_Data to process:_
▼

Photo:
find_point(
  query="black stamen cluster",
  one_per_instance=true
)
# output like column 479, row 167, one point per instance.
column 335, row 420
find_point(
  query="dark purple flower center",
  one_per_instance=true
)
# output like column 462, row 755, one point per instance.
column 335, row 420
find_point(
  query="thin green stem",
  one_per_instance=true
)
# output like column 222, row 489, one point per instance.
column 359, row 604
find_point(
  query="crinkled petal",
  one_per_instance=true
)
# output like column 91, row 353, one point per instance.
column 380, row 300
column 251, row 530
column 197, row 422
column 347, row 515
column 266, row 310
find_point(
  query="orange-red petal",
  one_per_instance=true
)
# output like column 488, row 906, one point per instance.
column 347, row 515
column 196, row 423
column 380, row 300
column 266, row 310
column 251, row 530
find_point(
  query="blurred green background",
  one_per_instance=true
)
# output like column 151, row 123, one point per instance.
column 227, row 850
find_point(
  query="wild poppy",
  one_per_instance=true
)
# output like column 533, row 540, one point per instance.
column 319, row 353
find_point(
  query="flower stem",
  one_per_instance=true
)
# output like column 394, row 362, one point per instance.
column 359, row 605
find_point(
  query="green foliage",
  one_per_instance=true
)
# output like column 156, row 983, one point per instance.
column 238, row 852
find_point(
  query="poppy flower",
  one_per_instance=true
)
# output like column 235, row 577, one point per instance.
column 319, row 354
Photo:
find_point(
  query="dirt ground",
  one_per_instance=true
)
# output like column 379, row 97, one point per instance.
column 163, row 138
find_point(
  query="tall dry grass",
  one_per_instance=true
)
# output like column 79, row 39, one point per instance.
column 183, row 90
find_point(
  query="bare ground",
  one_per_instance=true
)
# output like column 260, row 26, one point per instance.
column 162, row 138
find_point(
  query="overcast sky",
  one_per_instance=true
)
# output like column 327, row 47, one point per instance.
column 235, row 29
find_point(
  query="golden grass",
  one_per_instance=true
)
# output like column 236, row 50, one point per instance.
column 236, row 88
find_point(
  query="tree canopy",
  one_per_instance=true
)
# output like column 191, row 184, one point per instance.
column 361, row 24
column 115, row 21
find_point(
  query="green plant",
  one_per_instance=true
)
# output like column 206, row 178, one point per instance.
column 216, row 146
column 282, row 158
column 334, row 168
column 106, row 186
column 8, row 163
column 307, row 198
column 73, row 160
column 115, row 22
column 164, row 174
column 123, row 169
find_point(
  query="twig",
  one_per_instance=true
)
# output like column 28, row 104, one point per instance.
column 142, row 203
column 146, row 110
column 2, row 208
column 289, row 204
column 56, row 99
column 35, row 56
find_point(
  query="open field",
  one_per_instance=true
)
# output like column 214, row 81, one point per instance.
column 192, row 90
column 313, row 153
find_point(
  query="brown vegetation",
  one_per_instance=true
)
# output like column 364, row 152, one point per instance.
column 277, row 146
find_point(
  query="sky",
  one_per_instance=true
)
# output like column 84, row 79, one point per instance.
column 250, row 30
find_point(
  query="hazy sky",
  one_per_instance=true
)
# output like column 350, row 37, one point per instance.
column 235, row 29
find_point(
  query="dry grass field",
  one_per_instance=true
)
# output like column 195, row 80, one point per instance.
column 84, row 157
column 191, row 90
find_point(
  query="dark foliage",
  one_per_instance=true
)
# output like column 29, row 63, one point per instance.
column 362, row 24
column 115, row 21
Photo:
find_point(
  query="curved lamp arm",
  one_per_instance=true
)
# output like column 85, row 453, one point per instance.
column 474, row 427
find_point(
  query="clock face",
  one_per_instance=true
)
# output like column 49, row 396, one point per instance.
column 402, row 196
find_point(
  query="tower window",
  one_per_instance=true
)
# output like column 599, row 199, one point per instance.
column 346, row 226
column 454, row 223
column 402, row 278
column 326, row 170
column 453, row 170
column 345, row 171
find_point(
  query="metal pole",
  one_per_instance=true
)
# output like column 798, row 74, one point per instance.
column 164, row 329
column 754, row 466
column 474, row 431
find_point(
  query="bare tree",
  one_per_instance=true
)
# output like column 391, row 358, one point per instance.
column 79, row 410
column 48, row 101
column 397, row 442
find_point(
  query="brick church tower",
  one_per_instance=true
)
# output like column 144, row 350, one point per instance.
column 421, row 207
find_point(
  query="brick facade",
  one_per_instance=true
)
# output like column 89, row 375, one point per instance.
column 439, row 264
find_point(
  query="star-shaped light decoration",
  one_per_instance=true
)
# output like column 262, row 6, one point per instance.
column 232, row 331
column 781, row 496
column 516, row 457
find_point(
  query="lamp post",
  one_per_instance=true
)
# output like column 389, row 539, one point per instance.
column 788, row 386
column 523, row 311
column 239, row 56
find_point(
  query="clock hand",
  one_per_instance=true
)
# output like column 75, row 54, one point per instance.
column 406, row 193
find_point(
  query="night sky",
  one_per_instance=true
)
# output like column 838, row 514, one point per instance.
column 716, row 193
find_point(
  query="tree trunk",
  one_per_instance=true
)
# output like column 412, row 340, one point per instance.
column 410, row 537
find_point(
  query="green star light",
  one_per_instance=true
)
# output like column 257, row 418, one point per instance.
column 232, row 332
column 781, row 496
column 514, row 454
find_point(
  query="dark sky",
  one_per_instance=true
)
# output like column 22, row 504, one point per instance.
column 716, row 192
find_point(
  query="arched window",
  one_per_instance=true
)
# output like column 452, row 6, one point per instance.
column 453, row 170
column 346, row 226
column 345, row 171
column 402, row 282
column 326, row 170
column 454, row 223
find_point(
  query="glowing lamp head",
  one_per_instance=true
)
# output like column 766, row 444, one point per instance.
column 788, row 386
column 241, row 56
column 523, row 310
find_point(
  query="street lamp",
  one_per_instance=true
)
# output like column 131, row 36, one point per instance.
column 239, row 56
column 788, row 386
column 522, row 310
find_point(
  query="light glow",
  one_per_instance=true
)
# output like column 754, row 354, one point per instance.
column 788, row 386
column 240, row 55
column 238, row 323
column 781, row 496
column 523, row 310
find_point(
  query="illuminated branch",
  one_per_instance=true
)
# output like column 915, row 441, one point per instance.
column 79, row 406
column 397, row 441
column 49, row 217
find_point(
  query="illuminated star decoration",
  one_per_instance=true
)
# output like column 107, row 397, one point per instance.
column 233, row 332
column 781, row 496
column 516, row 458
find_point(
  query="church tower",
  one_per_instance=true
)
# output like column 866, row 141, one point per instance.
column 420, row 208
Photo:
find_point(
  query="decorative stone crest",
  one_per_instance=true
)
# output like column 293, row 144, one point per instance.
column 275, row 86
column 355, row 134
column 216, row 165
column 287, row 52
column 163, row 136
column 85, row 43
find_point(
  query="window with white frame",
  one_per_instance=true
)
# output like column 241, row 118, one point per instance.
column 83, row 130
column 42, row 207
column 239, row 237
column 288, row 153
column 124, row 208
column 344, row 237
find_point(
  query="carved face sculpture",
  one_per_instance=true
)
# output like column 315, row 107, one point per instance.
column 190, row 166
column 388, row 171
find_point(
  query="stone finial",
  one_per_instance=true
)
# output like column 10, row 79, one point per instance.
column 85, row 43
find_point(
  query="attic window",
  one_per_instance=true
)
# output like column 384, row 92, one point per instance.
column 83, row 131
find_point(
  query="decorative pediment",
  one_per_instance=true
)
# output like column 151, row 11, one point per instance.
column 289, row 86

▲
▼

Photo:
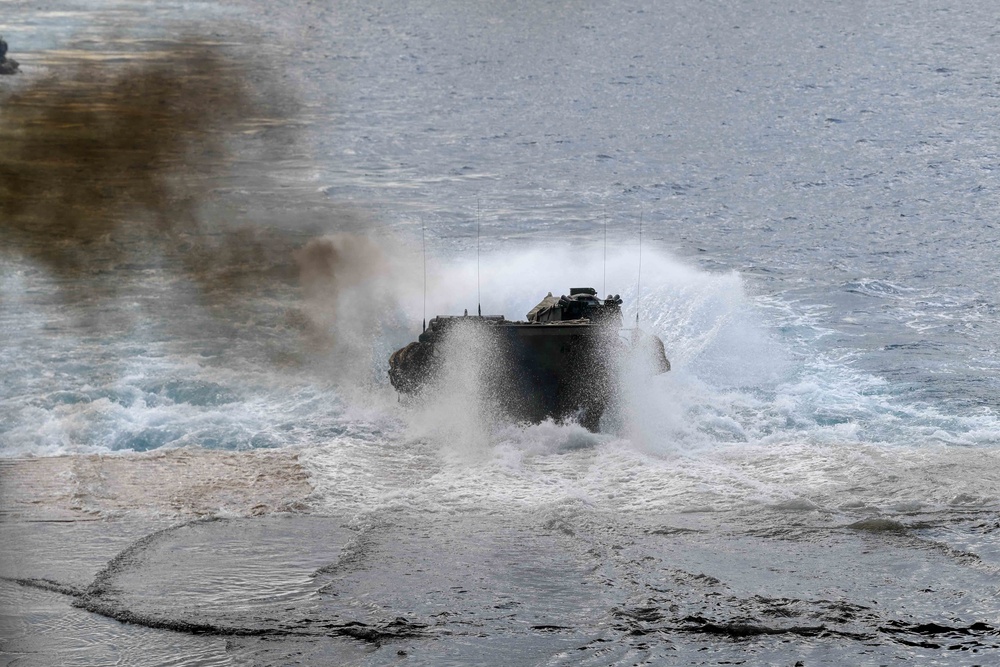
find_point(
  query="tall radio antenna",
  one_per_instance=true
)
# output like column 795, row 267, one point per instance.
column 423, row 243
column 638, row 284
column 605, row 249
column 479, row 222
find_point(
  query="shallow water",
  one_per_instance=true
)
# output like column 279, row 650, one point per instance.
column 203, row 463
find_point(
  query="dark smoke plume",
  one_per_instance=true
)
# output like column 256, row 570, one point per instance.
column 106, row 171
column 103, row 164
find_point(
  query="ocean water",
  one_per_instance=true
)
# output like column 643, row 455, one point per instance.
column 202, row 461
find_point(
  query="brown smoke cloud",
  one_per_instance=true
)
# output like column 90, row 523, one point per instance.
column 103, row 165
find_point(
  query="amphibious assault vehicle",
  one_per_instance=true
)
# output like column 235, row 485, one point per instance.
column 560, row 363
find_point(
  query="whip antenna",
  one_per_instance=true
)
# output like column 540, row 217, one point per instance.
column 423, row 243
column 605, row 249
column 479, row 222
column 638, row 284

▲
▼

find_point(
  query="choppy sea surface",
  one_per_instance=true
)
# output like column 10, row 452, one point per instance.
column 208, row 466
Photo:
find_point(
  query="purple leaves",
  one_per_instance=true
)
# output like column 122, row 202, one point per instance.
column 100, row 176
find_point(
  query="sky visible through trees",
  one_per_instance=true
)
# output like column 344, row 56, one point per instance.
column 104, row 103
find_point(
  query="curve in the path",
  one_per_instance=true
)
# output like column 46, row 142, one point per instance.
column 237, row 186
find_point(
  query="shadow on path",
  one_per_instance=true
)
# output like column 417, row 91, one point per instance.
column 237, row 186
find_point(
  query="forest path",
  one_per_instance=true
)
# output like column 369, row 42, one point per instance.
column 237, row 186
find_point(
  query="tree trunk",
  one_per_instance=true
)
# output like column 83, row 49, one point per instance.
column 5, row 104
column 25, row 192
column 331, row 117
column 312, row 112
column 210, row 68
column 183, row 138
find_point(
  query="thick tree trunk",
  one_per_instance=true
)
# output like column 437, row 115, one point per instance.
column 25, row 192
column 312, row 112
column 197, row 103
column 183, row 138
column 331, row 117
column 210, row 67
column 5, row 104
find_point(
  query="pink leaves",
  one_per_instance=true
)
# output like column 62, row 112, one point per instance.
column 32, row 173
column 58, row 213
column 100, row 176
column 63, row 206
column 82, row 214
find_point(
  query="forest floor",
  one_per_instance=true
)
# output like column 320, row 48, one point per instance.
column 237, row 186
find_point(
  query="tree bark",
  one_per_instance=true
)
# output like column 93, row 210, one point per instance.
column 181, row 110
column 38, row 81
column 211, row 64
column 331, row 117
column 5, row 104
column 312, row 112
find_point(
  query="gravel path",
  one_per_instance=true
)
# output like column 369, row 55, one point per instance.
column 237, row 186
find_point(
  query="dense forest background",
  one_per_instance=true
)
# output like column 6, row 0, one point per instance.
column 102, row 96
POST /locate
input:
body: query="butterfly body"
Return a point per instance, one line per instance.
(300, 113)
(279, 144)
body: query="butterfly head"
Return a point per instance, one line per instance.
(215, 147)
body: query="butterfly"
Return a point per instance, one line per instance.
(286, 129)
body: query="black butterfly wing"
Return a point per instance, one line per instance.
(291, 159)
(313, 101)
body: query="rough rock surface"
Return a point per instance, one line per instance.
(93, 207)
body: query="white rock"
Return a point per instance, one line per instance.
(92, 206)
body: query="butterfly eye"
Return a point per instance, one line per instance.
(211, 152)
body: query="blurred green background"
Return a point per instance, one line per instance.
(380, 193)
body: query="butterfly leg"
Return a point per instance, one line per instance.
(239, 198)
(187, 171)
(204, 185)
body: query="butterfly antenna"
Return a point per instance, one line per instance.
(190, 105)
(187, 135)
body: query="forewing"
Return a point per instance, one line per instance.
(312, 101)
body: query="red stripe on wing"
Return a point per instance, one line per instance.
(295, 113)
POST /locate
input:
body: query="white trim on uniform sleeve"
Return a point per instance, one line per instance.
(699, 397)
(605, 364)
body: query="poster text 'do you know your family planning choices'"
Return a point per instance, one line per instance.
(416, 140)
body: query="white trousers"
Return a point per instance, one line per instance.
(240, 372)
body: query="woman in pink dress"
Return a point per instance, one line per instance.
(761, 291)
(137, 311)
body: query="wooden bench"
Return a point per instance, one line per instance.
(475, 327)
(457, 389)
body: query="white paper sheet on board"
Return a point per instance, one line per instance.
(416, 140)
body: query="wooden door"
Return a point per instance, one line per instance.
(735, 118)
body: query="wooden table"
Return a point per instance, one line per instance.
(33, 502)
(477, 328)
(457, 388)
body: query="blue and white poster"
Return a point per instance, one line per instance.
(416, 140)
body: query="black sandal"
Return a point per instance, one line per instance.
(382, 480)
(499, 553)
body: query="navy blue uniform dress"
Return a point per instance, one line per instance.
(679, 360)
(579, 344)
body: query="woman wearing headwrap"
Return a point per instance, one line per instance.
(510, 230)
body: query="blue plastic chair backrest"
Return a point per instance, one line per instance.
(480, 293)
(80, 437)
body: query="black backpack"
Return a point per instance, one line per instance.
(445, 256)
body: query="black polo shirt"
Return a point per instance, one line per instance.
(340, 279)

▲

_Your instructions:_ Pull out all lines of the data with the string "petal".

_Solution to the problem:_
  query="crinkled petal",
  query="orange-red petal",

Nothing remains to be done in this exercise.